What is asked: Copy word for word everything in the seed storage excerpt from "To comply with" down to "use with ML-DSA.KeyGen_internal.".

Excerpt:
To comply with [ML-KEM], [ML-DSA], [SLH-DSA] and [REC-KEM]
guidelines:
2.1.1. Seed Storage
Seeds must be securely stored within a cryptographic module of the
device whether hardware or software-based to protect against
unauthorized access. Since the seed can be used to deterministically
derive the private key, it must be safeguarded with the same level of
protection as the private key itself. For example, according to
[ML-DSA] Section 3.6.3, the seed ξ generated during ML-DSA.KeyGen can
be stored for later use with ML-DSA.KeyGen_internal.
The choice between storing a seed or an expanded private key involves
trade-offs between storage efficiency and performance. Some
constrained cryptographic modules may store only the seed and derive
the expanded private key on demand, whereas others may prefer storing
the full expanded key to reduce computational overhead during key
usage.
While vulnerabilities like the "Unbindable Kemmy Schmidt" attack
[BIND] demonstrate the risks of manipulating expanded private keys in
environments lacking hardware-backed protections, these attacks
generally assume an adversary has some level of control over the
expanded key format. However, in a hardware-backed protcted
environment, where private keys are typically protected from such
manipulation, the primary motivation for storing the seed rather than
the expanded key is not directly tied to mitigating "Kemmy" attacks.

Data section:
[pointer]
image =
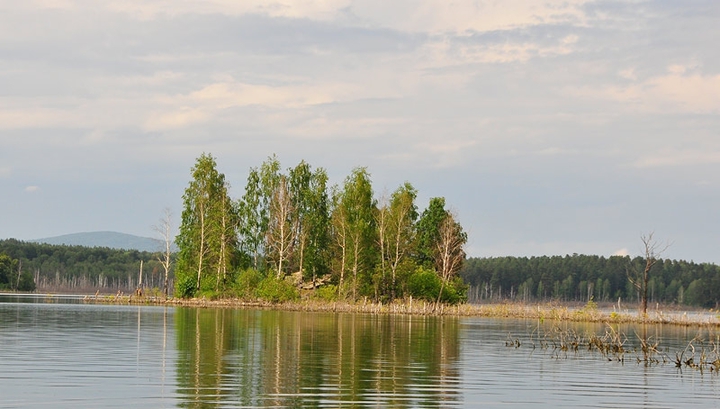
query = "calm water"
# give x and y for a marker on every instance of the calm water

Written response:
To comply with [ML-KEM], [ML-DSA], [SLH-DSA] and [REC-KEM]
guidelines:
2.1.1. Seed Storage
Seeds must be securely stored within a cryptographic module of the
device whether hardware or software-based to protect against
unauthorized access. Since the seed can be used to deterministically
derive the private key, it must be safeguarded with the same level of
protection as the private key itself. For example, according to
[ML-DSA] Section 3.6.3, the seed ξ generated during ML-DSA.KeyGen can
be stored for later use with ML-DSA.KeyGen_internal.